“I’d Rather Reign in Hell” and Related Thoughts
We all have good parts of our lives: fun events, good friends, adventures, trying new experiences. We all have bad parts too – deaths of people we love, arguments that end relationships, work disappointments.
In my life, I have had some amazing experiences and some really low lows.
Recently, however, I’ve noticed that something seemed to be broken with how I experienced the good in my life. Even really great things, I didn’t enjoy. I didn’t really notice until I could experience them normally again, but it was like I went numb. I would notice that I couldn’t taste my favorite food, or a delicious cigar…and I would wonder, what is going on?
I realized, some good things are so Big Good that it’s actually hard for me to process them. I get scared…and then I hide from the good. This is super annoying actually, and double bad, because it prevents me from both enjoying the good and also being thankful for the good.
Processing the Big Good
When good things come into our lives, we sometimes block them out. Laine listed these reasons:
- we get scared they will go away
- we
knoware afraid that we don’t deserve them - we didn’t expect them/we literally couldn’t imagine them
- we can’t control them or reproduce them
She called it the “Illogical Good” – blessings we receive that we don’t exactly understand how or why they got to us. Good that we didn’t expect, make, or deserve. And when we think it’s Illogical, when we feel like it’s so wildly good that losing it would be horrible, we hide from it. This kind of good is a big flashing neon sign of God in our lives, and…it scares us.
…and so we squish the good we allow in our lives, cutting it down to what we can accept, control, and think we deserve.
We limit ourselves to what we can stand to lose.

*STATED EXERCISE A*
In the post above about hiding from good things, translate the sentence "We limit ourselves to what we can stand to lose." into Spanish.

*INPUT RECORDS*
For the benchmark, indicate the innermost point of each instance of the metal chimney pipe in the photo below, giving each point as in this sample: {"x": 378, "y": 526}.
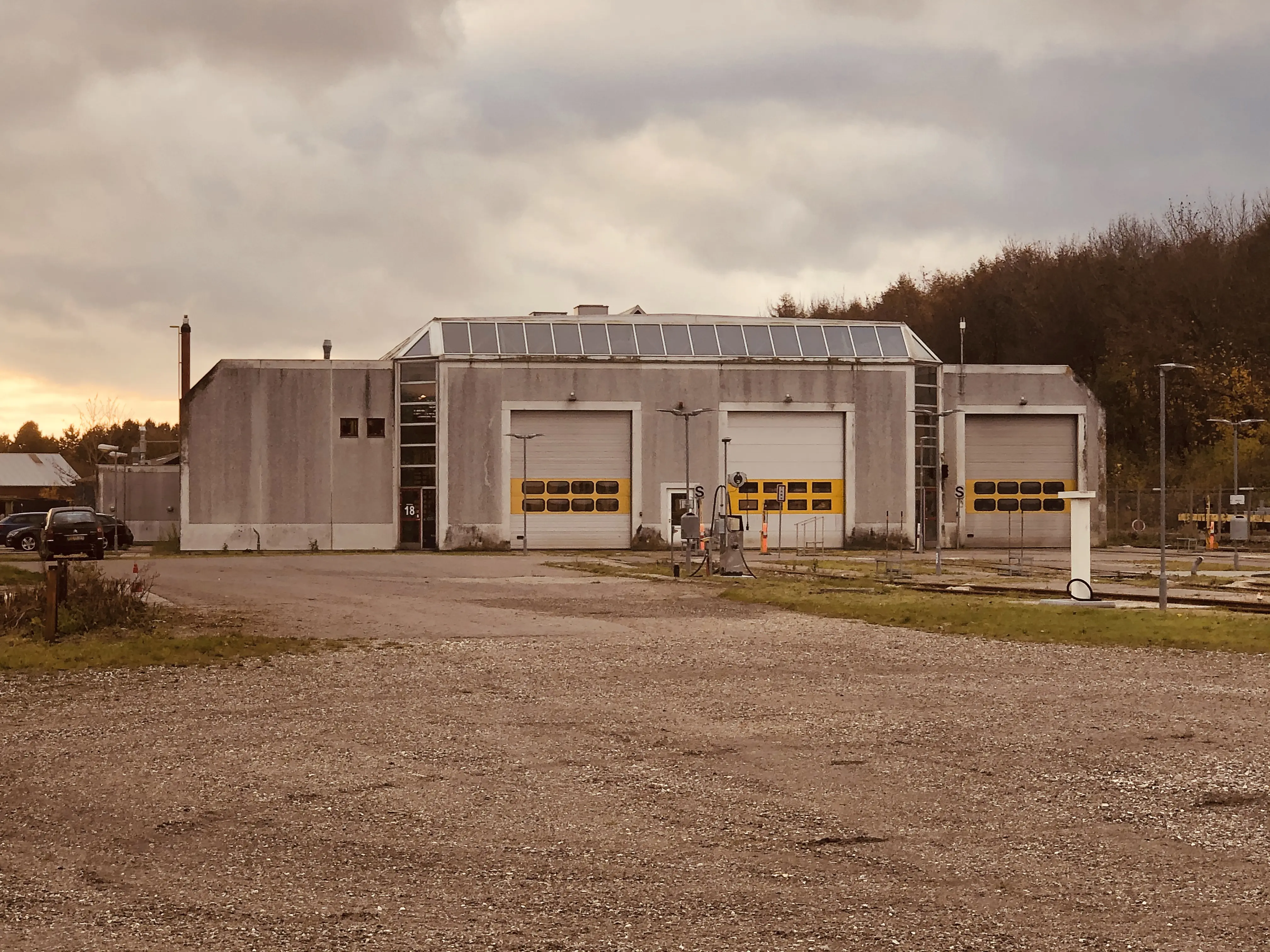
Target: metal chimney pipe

==

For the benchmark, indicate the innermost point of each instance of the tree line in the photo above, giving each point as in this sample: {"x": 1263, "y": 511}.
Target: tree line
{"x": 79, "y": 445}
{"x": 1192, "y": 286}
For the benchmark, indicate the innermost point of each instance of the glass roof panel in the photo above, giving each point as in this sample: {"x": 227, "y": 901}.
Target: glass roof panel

*STATED EXERCISE B*
Transcribe everything in the records from the line containing "of the metal" down to the line containing "Target: metal chimney pipe", keeping both of those lines and omitting the picture.

*EXPECTED ANSWER A*
Nos limitamos a lo que podemos soportar perder.

*EXPECTED ANSWER B*
For the benchmark, indicate the innermost point of each instance of the metal chimney pipe in the photo below, giving each point as in this sample: {"x": 378, "y": 526}.
Target: metal chimney pipe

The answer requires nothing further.